== TEXTO DE LEITURA ==

..............................

Festival MED: o primeiro dia da música do mundo em Loulé
O Festival MED, uma das referências da música do mundo em Portugal e na Europa, regressou ontem, dia 29 de Junho, para a sua 14ª edição. O centro histórico de Loulé voltou a preencher-se de música das diversas partes do globo, numa celebração da diversidade cultural, assente numa identidade já bastante bem definida de um festival que a cada ano ganha mais e mais reconhecimento. O primeiro dia do certame viu subir aos oito palcos do recinto artistas internacionais como Akua Naru, La Dame Blanche ou Teté Alhinho, assim como a prata da casa: Ana Moura, Celeste/Mariposa, Octa Push (que vieram substituir o argelino Rachid Taha, cancelamento de última hora) e Marta Ren e os seus Groovelets.
Chegamos ao recinto por altura do lusco-fusco, em que o entusiasmo já se faz sentir e os concertos nos três palcos principais (Matriz, Cerca e Castelo) começam a preparar-se. Cheira a comida deliciosa, e ranchos folclóricos animam os transeuntes que passeiam pelo emaranhado de ruas do centro histórico da cidade, decoradas a rigor com tecidos coloridos dependurados sobre as nossas cabeças, e pontilhadas com barraquinhas de artesanato ou produtos comestíveis.
Daniel Kemish abre as hostilidades no Palco Castelo, que, como o nome indica, fica mesmo ao lado do Castelo de Loulé, num pátio agradabilíssimo. Kemish, britânico radicado em Portugal, não é estranho ao MED – onde actuou, no ano passado, no bastante mais pequeno Palco Arco, animando a zona de comes e bebes. Desta vez apresentou-se com uma banda completa. A sua voz rouca – blues e country arraçados de rock – lembra-nos os Sean Riley and the Slowriders, banda que também se inspira no cancioneiro típico dos Estados Unidos. Soa honesto o suficiente, mas parecido a outras coisas, pelo que seguimos para algo mais exótico.
Teté Alhinho convida-nos a fazer uma “viagem pela música e alma” da sua terra, Cabo Verde. Focada maioritariamente no seu mais recente trabalho, Mornas ao Piano, o tradicional género cabo-verdiano surge aqui com uma plumagem de jazz, num registo cuidado que não deixa de evocar o calor das ilhas atlânticas. Teté dedica duas canções à sua mãe e, num momento especialmente enternecedor e feliz, convida cinco mulheres cabo-verdianas residentes em Loulé, pertencentes à Associação Esperança e Paz, a subir ao palco e juntar o seu batuque ao ritmo da bateria, que instiga o povo a dançar e a sorrir.

..............................

== DADOS APRESENTADOS ==
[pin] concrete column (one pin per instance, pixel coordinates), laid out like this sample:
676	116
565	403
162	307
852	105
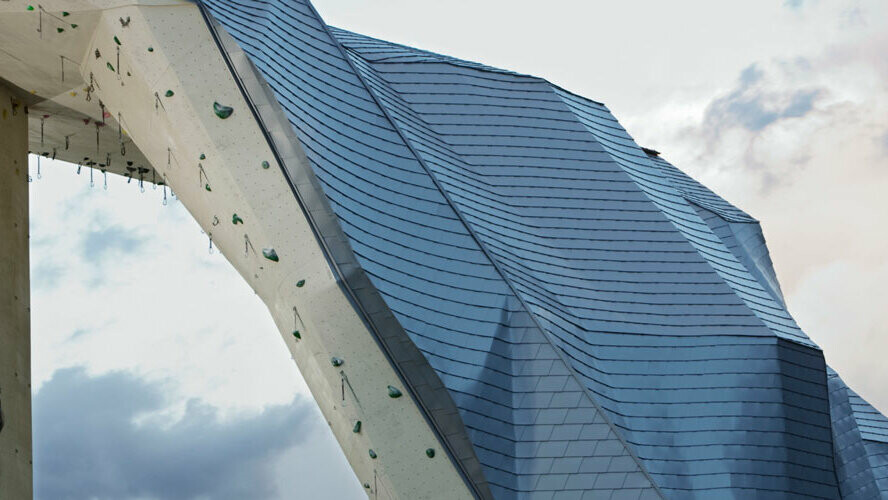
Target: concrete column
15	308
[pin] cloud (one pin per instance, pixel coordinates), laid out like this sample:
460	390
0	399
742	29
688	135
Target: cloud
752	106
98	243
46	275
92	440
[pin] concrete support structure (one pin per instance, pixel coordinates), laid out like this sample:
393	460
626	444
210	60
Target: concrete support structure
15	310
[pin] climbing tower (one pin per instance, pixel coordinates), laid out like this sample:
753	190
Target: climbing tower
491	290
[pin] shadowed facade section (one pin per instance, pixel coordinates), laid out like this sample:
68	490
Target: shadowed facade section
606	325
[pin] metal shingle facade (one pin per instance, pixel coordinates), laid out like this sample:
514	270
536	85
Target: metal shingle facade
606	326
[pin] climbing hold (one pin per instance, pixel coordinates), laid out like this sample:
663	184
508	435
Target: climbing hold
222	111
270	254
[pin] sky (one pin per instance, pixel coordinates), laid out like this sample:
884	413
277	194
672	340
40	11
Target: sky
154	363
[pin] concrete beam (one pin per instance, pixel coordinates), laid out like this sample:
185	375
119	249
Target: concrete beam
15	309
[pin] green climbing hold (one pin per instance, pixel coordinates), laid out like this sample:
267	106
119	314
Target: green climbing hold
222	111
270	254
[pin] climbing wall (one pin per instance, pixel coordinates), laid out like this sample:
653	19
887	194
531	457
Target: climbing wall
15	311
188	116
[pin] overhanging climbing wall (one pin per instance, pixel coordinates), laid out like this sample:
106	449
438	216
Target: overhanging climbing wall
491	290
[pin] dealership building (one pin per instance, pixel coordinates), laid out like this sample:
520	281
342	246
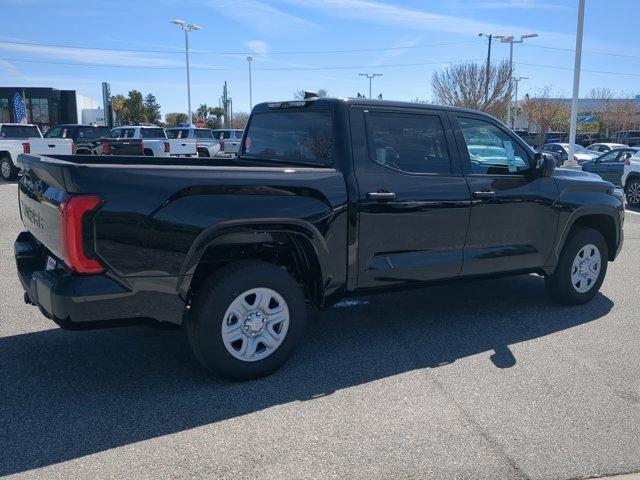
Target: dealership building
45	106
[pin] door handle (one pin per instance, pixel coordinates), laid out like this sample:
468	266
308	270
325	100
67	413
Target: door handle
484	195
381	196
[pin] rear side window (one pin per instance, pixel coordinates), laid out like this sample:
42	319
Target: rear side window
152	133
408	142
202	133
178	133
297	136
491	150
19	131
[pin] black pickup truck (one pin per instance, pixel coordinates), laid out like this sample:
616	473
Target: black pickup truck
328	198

..............................

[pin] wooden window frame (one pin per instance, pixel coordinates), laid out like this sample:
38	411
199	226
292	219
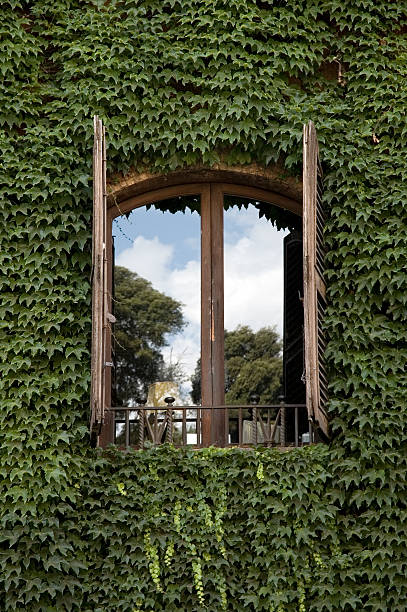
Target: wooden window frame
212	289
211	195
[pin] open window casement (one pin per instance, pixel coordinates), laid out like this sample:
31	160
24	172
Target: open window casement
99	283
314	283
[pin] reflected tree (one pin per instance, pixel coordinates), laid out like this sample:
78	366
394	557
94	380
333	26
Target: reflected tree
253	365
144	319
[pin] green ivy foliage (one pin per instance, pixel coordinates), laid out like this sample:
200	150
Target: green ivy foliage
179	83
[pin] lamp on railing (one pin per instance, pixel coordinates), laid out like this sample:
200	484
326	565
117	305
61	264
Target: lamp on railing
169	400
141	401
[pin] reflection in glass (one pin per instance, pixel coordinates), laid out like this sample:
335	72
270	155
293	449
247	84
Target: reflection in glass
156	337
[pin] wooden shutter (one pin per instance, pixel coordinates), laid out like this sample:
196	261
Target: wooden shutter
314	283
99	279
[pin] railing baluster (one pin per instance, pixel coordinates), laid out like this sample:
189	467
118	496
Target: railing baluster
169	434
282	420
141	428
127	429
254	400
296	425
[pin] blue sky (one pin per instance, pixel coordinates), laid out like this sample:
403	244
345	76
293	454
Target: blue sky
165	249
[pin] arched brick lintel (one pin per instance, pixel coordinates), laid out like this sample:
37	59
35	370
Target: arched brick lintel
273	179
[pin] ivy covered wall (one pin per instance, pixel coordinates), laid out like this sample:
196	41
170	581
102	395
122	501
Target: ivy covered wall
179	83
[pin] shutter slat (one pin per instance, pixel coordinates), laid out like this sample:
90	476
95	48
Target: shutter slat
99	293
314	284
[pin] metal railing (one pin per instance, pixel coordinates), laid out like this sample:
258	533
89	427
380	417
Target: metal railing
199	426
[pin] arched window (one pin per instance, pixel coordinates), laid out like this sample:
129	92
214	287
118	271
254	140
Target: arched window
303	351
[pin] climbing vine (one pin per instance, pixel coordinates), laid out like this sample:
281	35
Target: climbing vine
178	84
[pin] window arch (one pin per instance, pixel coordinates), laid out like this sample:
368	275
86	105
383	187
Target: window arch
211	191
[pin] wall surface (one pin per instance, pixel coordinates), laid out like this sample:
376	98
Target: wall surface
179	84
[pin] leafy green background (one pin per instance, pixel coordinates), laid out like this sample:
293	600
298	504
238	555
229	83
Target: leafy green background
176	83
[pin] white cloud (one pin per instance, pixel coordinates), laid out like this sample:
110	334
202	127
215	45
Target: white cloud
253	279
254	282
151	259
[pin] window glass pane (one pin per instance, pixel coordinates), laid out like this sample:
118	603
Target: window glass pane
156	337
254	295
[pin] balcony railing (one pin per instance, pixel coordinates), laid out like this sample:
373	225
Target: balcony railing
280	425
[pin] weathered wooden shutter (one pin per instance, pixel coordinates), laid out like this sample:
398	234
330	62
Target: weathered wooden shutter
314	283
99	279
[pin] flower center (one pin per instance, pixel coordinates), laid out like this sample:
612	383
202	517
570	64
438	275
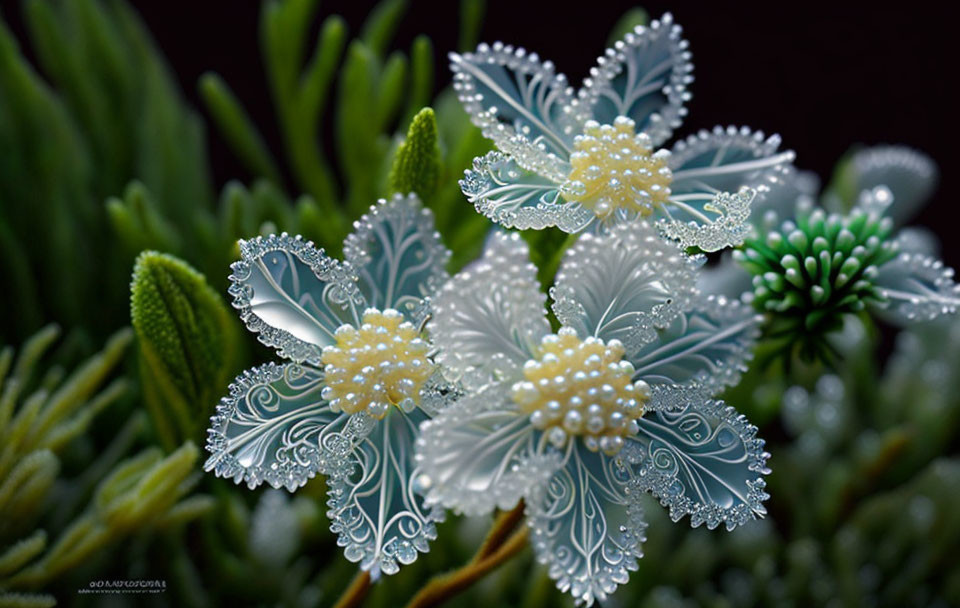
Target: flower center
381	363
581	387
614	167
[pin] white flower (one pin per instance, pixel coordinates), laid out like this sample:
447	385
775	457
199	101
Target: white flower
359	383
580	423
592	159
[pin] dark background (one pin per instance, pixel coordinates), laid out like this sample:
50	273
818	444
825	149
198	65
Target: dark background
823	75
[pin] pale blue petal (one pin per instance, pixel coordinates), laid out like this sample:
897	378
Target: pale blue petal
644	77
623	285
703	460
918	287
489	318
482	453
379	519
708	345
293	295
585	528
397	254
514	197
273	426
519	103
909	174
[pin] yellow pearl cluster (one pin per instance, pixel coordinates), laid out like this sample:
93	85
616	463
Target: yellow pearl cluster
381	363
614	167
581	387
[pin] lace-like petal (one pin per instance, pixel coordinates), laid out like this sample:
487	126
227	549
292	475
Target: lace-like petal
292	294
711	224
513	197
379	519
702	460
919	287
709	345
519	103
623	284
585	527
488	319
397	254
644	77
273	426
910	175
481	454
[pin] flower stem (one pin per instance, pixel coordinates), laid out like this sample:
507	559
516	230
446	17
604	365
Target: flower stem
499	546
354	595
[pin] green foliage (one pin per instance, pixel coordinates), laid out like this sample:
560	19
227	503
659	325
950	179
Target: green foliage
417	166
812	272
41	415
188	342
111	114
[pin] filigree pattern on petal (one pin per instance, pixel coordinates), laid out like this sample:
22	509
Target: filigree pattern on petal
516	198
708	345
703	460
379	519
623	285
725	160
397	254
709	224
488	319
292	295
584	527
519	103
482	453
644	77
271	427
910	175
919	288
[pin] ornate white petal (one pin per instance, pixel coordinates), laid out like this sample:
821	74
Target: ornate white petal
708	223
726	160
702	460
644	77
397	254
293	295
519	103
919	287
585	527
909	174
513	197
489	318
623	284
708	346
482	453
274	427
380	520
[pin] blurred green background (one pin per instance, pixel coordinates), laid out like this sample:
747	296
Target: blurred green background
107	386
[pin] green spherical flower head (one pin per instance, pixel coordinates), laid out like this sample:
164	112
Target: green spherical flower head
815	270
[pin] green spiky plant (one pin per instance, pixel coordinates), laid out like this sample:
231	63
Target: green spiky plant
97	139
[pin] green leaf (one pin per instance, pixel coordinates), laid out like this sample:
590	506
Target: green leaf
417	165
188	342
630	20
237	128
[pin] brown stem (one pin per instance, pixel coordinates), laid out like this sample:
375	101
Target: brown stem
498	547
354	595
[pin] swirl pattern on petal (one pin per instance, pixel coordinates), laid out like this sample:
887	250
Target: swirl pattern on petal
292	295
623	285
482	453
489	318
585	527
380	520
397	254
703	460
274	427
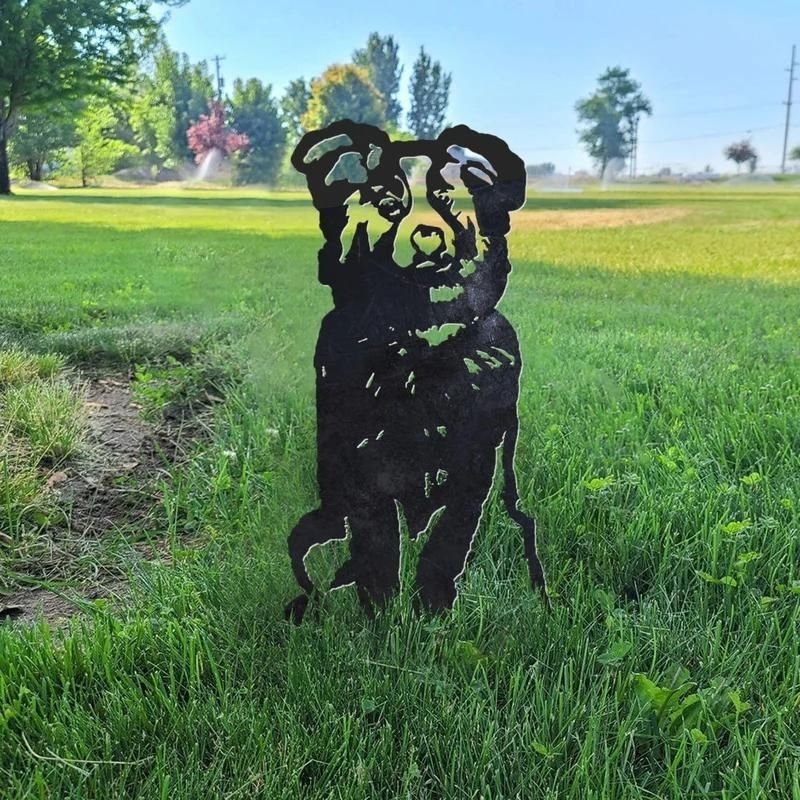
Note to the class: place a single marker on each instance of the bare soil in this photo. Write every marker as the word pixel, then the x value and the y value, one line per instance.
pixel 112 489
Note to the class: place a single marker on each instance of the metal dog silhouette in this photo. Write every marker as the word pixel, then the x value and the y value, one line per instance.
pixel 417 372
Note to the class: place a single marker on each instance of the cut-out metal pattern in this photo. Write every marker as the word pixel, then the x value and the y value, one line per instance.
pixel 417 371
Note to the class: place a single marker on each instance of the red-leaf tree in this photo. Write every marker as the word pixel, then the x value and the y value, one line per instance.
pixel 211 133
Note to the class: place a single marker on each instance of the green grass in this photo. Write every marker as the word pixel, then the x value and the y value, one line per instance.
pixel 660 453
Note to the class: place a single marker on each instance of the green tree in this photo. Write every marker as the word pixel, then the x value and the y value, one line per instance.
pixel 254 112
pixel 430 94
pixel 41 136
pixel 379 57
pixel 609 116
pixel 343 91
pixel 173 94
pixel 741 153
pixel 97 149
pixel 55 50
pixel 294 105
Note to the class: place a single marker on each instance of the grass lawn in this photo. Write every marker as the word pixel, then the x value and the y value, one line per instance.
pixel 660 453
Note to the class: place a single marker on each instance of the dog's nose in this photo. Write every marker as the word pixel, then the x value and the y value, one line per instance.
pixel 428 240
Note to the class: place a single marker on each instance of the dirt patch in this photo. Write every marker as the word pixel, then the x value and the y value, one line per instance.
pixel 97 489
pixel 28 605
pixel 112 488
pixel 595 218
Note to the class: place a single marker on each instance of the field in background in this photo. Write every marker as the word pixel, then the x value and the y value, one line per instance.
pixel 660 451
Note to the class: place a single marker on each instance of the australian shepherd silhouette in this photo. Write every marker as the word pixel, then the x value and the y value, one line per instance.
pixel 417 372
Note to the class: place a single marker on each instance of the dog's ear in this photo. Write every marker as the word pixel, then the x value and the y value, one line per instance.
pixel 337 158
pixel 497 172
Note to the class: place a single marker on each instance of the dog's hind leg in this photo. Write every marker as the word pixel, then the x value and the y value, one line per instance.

..............................

== TAREFAS ==
A – Indique todos os nomes que o texto sobre o Festival MED apresenta como "a prata da casa" no primeiro dia.
B – Reproduza fielmente o trecho do texto sobre o Festival MED que vai de "Chegamos ao recinto" a "ou produtos comestíveis.".
Para estas tarefas, baseie-se só no texto e não nas linhas.

== RESPOSTAS COMPLETAS ==
A – Ana Moura, Celeste/Mariposa, Octa Push e Marta Ren e os seus Groovelets.

B –
Chegamos ao recinto por altura do lusco-fusco, em que o entusiasmo já se faz sentir e os concertos nos três palcos principais (Matriz, Cerca e Castelo) começam a preparar-se. Cheira a comida deliciosa, e ranchos folclóricos animam os transeuntes que passeiam pelo emaranhado de ruas do centro histórico da cidade, decoradas a rigor com tecidos coloridos dependurados sobre as nossas cabeças, e pontilhadas com barraquinhas de artesanato ou produtos comestíveis.